Task goal –
Using the passage on George W. Bush at Ground Zero, answer these questions:
(a) Whom did Bush join on the rubble before speaking?
(b) What did a voice in the crowd shout at him?
(c) What chant came from the crowd afterward?

Provided text –
George W. Bush's trips to New York following the 9/11 terror attacks were exceptions to that artificiality. When Bush visited Ground Zero for the first time, he was pressed to give impromptu remarks to the rescue workers gathered there. The president, who had not yet given an inspiring post-attack speech, joined a retired firefighter on the rubble and started to speak into a megaphone. At first, Bush wasn't sure what to say, and a voice in the crowd shouted: “We can't hear you!” The comment seemed to energize Bush, who replied: “Well, I can hear you. I can hear you. The rest of the world hears you. And the people who knocked these buildings down will hear all of us soon.” The crowd loved it, and the chants of “USA! USA!” showed that the president had given the nation the inspiring moment it needed.

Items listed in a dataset
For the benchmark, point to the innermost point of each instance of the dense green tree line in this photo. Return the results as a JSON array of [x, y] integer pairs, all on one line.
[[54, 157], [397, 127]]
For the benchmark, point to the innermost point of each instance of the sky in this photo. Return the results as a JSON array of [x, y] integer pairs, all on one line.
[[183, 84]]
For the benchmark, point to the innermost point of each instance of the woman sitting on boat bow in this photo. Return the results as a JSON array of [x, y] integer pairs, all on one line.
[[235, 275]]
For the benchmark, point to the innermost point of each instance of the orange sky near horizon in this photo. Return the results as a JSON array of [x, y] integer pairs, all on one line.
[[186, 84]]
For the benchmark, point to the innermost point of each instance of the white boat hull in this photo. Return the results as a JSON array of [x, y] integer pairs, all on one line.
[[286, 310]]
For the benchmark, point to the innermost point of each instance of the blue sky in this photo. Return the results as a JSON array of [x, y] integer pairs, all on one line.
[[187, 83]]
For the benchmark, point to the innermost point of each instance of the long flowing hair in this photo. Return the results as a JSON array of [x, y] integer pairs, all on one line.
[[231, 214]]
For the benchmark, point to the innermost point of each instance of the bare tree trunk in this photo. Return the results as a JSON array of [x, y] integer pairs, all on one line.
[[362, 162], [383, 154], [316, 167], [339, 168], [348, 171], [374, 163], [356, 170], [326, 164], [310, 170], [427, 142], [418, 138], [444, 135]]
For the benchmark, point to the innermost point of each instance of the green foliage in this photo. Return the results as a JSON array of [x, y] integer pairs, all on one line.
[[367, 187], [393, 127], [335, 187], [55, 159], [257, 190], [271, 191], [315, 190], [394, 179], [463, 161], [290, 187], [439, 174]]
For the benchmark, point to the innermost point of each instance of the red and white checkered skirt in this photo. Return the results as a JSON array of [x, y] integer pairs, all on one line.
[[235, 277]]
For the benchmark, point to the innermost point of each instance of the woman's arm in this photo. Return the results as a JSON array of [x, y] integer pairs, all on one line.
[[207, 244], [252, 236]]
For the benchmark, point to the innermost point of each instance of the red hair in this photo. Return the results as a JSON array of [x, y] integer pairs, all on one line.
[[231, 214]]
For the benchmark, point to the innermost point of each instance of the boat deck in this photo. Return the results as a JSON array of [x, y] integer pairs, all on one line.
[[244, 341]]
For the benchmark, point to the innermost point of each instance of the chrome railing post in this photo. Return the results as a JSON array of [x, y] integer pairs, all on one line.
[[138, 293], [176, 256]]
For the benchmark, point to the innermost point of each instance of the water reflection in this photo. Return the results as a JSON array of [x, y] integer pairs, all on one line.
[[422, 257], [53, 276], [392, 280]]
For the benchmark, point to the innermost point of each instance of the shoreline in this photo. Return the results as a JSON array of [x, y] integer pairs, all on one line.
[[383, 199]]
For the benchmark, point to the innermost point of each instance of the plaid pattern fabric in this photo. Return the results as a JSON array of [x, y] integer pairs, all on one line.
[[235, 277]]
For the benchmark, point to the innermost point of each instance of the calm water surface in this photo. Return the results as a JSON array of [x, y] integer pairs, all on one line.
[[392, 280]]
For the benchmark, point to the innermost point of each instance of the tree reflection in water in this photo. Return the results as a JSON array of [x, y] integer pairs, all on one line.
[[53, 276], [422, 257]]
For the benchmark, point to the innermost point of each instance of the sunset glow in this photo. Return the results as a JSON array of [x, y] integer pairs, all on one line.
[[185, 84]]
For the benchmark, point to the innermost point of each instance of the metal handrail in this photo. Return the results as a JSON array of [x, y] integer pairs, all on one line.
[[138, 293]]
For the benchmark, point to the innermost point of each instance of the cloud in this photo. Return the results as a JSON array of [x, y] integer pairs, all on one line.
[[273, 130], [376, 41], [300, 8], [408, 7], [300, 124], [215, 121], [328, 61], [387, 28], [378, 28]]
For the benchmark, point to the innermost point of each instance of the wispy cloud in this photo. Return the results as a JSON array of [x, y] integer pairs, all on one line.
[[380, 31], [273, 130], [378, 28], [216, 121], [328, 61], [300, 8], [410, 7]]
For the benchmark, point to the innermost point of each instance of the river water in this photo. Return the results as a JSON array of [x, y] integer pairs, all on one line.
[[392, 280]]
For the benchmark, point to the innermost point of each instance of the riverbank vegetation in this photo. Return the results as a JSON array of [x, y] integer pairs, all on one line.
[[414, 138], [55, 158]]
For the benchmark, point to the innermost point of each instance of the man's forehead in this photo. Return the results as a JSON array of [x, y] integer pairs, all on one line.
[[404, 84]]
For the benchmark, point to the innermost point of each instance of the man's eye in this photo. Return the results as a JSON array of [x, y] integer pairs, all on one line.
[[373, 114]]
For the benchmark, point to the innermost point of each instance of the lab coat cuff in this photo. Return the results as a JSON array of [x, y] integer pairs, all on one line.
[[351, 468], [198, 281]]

Your response –
(a) A retired firefighter.
(b) "We can't hear you!"
(c) "USA! USA!"